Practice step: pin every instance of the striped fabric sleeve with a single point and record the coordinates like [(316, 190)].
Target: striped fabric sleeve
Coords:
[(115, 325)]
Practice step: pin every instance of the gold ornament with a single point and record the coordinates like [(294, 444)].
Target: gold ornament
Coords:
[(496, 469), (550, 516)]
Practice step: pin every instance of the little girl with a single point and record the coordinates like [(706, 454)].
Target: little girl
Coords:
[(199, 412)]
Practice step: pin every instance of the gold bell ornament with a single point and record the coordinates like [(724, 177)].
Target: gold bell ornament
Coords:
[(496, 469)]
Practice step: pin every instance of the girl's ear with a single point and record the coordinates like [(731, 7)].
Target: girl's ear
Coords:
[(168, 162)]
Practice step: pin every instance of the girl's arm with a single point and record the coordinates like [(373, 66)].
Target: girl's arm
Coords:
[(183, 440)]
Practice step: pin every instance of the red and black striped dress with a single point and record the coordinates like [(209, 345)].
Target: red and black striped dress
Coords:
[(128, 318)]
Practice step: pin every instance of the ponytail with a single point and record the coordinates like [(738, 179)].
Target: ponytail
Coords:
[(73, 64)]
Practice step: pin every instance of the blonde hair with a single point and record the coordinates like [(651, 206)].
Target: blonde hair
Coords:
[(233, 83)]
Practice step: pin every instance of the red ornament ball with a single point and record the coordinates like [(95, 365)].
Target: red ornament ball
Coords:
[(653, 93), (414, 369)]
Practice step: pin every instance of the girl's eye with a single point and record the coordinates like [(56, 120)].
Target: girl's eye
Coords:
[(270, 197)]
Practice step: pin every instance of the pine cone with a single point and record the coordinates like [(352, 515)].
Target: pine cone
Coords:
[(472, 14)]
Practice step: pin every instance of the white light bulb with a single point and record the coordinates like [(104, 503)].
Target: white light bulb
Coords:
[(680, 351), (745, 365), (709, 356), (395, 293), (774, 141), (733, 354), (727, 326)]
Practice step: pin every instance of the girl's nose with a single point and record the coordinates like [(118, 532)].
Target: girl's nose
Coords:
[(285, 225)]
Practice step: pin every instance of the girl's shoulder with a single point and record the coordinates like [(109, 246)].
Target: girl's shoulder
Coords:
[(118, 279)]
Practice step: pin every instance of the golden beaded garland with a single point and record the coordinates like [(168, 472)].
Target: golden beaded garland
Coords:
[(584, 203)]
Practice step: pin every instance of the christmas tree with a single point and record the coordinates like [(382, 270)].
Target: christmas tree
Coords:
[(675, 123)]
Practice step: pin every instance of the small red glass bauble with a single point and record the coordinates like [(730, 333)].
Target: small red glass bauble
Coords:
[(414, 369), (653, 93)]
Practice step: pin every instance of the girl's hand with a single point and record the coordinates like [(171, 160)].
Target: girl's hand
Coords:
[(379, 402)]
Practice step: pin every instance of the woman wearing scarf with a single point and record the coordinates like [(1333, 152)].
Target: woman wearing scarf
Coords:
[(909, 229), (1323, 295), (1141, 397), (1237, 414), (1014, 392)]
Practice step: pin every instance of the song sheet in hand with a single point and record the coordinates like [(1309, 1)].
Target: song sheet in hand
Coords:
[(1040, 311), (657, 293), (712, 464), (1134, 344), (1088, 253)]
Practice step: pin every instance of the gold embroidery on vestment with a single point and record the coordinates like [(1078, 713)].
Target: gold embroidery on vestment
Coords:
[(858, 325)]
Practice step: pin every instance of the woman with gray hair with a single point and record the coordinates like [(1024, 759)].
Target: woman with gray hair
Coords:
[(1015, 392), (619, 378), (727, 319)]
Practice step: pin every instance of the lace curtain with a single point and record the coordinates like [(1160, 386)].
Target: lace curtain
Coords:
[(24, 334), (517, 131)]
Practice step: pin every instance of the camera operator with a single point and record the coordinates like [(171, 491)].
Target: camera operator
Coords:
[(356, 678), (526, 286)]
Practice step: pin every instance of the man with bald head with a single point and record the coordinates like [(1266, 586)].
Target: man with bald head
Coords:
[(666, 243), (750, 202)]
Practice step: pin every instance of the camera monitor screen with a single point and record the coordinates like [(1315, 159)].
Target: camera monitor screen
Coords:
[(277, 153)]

§ **ЗАДАНИЕ**
Перепишите все строки выше в формате CSV с двумя столбцами, «текст» и «ответ», отводя по одной строке CSV на каждый текст с его ответом. Каждое значение заключите в кавычки, а переносы строк внутри него замените пробелами.

§ **ОТВЕТ**
текст,ответ
"Practice step: pin every instance of the striped fabric sleeve with a single point and record the coordinates like [(316, 190)]. Target: striped fabric sleeve Coords:","[(115, 325)]"
"Practice step: pin every instance of the gold ornament with a single point and record the coordinates like [(294, 444)]. Target: gold ornament Coords:","[(496, 469), (550, 516)]"
"Practice step: pin every instance of the little girl with a single point and record the coordinates like [(706, 454)]. Target: little girl Coords:","[(199, 412)]"
"Practice step: pin every instance of the gold bell ornament with a single point and record the coordinates like [(724, 177)]. Target: gold bell ornament Coords:","[(496, 469)]"
"Practice step: pin every instance of the girl's ear with a single point and record the coordinates like [(731, 7)]. Target: girl's ear Coords:","[(168, 162)]"
"Practice step: pin every instance of the girl's arm with a single point and record the coordinates like [(373, 66)]. Target: girl's arm Coords:","[(183, 440)]"
"Practice step: pin every instance of the red and black striped dress with a single point and record the coordinates like [(209, 345)]. Target: red and black striped dress Coords:","[(128, 318)]"
"Practice step: pin every instance of the ponytail with a single point and record the coordinates like [(738, 179)]. Target: ponytail Coords:","[(73, 64)]"
"Practice step: pin every instance of the blonde hair with a single point and record the coordinates like [(651, 206)]. Target: blonde hair Coords:","[(233, 83)]"
"Practice step: pin every instance of the red ornament ball with a single point and record the coordinates like [(95, 365)]. Target: red ornament ball Coords:","[(653, 93), (414, 369)]"
"Practice step: pin every instance of the girl's eye with a single point and record the coordinates like [(56, 120)]. Target: girl's eye Coords:","[(270, 197)]"
"Practice step: pin every instance of the pine cone with a single point and record the coordinates like [(352, 515)]. Target: pine cone Coords:","[(472, 14)]"
"Practice step: pin every instance of the white light bulb with a single point and record the coordinates like [(104, 503)]. Target: white light bulb Coords:","[(680, 351), (745, 365), (709, 356), (395, 293), (774, 141), (733, 354), (727, 326)]"
"Practice step: pin every instance of the girl's nose with a single point and record the coordinates like [(118, 532)]. Target: girl's nose Coords:","[(285, 225)]"
"Practice step: pin every instance of the girl's shoulder with a single point and record the coordinates like [(109, 246)]. Target: girl's shoulder Coords:","[(118, 279)]"
"Practice step: pin every instance of the golden beaded garland with a single point and record the coordinates like [(168, 472)]. Target: golden beaded garland Coords:","[(584, 203)]"
"Practice step: pin every instance of the christmas tree with a single point and record the coordinates like [(382, 270)]. Target: christmas tree Coords:","[(675, 123)]"
"Practice step: pin every instance of the small red glass bauble with a single point and record the coordinates like [(730, 333)]. Target: small red glass bauble Coords:","[(414, 369), (653, 93)]"
"Practice step: pin every instance of the girl's hand with a single point and record the coordinates like [(171, 160)]. Target: girl's hand Coords:","[(379, 402)]"
"Practice step: pin every instance of the woman wearing scarf with a single point and record the coordinates like [(1333, 152)]. Target: woman wearing scarf Coords:","[(909, 229), (1323, 295), (1141, 397), (1237, 414), (1014, 392)]"
"Practice step: pin every instance of the song sheet in hand with a single point and record the coordinates like [(1309, 1)]. Target: song sheet in hand Coords:","[(1040, 311), (657, 293), (712, 464), (1134, 344), (1088, 253)]"
"Practice step: pin every instance of the gold embroidery on vestment with a single point and record the coordinates like [(1078, 713)]. Target: gold embroidery on vestment Coords:","[(858, 325)]"
"Practice step: pin every instance of the woman with gray hair with a single point and record the coordinates like [(1024, 759)]. Target: woman with gray hair Coords:","[(1015, 392), (619, 378), (727, 319)]"
"Practice step: pin every instance of the lace curtain with a single point and record the coordinates like [(1160, 386)]. Target: lace curtain Coords:","[(24, 334), (517, 131)]"
"Practice step: pin every instance of the camera operator with a single point and record the coordinates like [(171, 491)]. Target: camera operator Coords:","[(356, 678), (526, 286)]"
"Practice step: pin every instance of the man with bald head with a single point and record the coordinates like [(1266, 586)]. Target: man with bald head Coords:","[(666, 243), (750, 202)]"
"Practice step: pin every instance of the camera monitor screen with a single point and record the coordinates like [(1315, 159)]. Target: camera monitor screen Coords:","[(277, 153)]"